Source text ::
I mean, if you're complicating a sentence about a trip to the store for bread with an announcement to the other characters that involves more than one word with two syllables, perhaps you should tone it down a bit.

*rant over*

Sorry about that. I just really had to rant about something. I've spent the past few days feeling like bitching about something and I haven't been precisely sure what just yet. So, you know, that's one thing. :)

Okay, now I am going to throw on some clothes and run to the Chinese restaurant for food before this stupid storm comes and I can never leave my house again.

Date: 2007-04-15 04:43 pm (UTC)
From: [identity profile] laurelin-kit.livejournal.com
I hate stilted dialogue like that. Seriously, almost no one uses all these long, complicated words to express their feelings. No one says "I feel disturbed, rejected and oddly irascible." NOOOO ONNNNEEEE. I've seen that kind of emotion listing so many times in fanfiction that it makes me want to shake the three syllable words out of them and confiscate them. When I try writing dialogue, I try to hear it in my head to make sure it's something someone says, not just a description.

What book are you reading that's frustrating you?

Date: 2007-04-15 09:55 pm (UTC)
From: [identity profile] apocalypsos.livejournal.com
I wish I could reach through the internet sometimes and shake people and say, "Just listen to people, for crying out loud!" I mean, the simplest way of getting dialogue to work if you're having troubles with it is just to LISTEN. I know listening to other people's conversations is rude but if you listen to the way they string the words together and the phrases certain people use you learn more about dialogue than you will trying to read up on it for obvious reasons.

It's "Last of the Red-Hot Vampires" by Katie McAllister. Which ... seriously, I don't know why I picked it up in the first place. I've had problems with every other one of her books that I've picked up, the male lead goes from being a nephilim to being a vampire and if you fold him this way he's a crane and if you fold him that way he's a paper airplane, and the female lead is killing me.

Date: 2007-04-15 05:03 pm (UTC)
tigriswolf: (Dean)
From: [personal profile] tigriswolf
Ooh, bad dialogue gets on my nerves. So much. I'm actually giving up on rereading Christopher Pike's _The Last Vampire_ series because I HATE the way he has the characters talking.

Date: 2007-04-15 10:01 pm (UTC)

Provided information ::
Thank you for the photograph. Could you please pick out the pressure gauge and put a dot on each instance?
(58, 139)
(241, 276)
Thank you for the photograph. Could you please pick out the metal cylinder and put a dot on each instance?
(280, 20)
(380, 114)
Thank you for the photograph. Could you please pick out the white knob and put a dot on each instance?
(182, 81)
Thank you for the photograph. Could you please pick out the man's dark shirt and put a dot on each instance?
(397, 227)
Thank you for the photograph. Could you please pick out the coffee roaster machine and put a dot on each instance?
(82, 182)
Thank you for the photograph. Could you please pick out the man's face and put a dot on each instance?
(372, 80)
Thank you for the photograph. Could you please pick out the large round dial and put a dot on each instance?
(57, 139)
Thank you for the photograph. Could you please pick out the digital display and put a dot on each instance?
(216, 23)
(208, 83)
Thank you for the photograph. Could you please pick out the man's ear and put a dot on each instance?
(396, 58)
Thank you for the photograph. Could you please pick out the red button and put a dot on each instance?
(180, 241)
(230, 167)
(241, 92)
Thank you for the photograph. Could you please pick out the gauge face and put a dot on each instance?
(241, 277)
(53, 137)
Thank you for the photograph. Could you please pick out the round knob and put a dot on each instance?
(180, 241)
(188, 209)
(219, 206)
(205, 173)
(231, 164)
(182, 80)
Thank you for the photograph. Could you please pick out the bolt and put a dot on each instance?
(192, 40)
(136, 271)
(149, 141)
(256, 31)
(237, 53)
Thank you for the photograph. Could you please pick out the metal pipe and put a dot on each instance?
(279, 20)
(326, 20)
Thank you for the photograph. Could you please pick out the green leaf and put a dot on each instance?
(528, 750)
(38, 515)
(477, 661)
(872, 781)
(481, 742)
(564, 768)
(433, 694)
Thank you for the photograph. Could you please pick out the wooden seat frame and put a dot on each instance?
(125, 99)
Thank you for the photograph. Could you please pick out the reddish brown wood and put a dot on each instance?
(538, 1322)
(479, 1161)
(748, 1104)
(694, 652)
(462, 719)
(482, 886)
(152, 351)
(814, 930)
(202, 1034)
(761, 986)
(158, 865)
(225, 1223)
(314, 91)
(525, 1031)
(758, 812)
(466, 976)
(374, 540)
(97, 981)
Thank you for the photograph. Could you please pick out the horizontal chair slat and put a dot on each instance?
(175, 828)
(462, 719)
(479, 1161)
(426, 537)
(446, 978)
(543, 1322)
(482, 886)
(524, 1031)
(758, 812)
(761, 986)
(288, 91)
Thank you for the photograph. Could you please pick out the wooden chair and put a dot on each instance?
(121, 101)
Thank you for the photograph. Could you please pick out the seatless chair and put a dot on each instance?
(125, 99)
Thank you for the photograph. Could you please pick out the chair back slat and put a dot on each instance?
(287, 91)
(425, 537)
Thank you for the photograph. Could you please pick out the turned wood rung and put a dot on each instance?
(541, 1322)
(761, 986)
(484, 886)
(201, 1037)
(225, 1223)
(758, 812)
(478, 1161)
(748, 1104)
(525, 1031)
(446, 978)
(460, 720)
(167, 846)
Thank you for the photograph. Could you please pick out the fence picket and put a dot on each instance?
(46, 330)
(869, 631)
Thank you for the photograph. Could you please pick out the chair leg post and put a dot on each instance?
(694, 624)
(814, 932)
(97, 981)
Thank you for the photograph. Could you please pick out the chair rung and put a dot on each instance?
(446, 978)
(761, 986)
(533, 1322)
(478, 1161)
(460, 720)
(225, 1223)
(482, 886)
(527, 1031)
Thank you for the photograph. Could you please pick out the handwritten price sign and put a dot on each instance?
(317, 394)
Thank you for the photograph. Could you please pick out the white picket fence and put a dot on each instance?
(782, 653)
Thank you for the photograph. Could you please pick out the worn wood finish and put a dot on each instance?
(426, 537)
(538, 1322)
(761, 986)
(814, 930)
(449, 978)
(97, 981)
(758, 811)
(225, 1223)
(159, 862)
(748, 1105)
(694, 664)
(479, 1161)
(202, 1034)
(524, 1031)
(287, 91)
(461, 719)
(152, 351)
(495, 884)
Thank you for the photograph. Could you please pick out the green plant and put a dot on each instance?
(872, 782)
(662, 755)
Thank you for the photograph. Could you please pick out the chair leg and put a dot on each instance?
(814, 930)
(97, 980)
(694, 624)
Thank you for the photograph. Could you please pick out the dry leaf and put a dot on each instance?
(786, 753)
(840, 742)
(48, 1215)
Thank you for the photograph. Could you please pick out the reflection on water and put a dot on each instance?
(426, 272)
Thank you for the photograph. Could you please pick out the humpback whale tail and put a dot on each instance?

Problem to solve ::
Answer these questions about the text on bad dialogue:
(a) Where does the writer plan to run for food before the storm comes?
(b) Which book is named in the comment dated 2007-04-15 09:55 pm?
(c) Which series is tigriswolf giving up on rereading?
The records have nothing to do with the text.

Answer in full ::
(a) The Chinese restaurant.
(b) "Last of the Red-Hot Vampires" by Katie McAllister.
(c) Christopher Pike's _The Last Vampire_ series.